(Natural language region descriptions)
┌──

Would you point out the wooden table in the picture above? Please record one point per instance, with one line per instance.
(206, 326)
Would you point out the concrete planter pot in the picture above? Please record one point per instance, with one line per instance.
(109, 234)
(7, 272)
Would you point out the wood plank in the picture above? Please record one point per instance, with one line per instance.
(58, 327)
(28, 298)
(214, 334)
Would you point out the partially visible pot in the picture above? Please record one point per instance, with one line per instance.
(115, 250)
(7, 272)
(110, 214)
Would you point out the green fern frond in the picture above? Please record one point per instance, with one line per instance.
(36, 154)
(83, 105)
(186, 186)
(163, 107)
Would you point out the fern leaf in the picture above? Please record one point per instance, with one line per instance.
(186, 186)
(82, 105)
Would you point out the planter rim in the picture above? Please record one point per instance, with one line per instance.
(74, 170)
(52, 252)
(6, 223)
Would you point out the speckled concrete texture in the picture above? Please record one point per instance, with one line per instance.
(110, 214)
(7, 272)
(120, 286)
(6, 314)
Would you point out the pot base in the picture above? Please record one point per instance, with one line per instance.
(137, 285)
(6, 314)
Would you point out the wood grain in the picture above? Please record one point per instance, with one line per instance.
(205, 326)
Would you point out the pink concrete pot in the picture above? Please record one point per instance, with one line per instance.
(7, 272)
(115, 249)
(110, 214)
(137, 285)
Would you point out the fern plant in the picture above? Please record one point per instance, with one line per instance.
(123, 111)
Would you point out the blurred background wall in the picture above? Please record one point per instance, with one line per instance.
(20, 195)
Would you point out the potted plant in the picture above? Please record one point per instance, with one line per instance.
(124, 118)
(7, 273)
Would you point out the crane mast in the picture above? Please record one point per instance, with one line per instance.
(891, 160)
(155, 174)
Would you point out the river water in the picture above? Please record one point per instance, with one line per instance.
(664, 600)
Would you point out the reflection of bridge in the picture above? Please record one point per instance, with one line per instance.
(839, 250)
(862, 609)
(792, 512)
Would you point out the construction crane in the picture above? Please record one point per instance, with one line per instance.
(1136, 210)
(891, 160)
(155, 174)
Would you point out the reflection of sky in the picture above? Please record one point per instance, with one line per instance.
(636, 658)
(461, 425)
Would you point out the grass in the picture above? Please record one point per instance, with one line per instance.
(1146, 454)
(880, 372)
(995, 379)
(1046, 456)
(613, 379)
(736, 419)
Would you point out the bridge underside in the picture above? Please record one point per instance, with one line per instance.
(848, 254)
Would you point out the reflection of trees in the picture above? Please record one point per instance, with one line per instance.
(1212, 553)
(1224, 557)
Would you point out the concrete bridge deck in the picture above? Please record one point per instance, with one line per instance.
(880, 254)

└──

● **WORK ITEM**: The lines from the one containing "Would you point out the reflection of sky" through the final line of the entries above are to be printed exactly, with nothing added.

● **OUTPUT OF THE EXERCISE**:
Would you point out the reflection of sky in the picture above? Please record one point per instance, with one line per instance.
(636, 658)
(461, 425)
Would you point out the grass in the picture above? Please record one point per instance, with one line per instance.
(1146, 454)
(880, 372)
(995, 379)
(1046, 456)
(613, 379)
(736, 419)
Would you point out the bridge underside in the picture above? Please record one point per instance, with one line per instance.
(848, 254)
Would you point out the reflection of trees in the picture above? Please record one point per instance, with one line per instance.
(1212, 553)
(1224, 557)
Would you point out the concrete bridge deck in the picture above? Please record one point per instance, with one line per instance.
(880, 254)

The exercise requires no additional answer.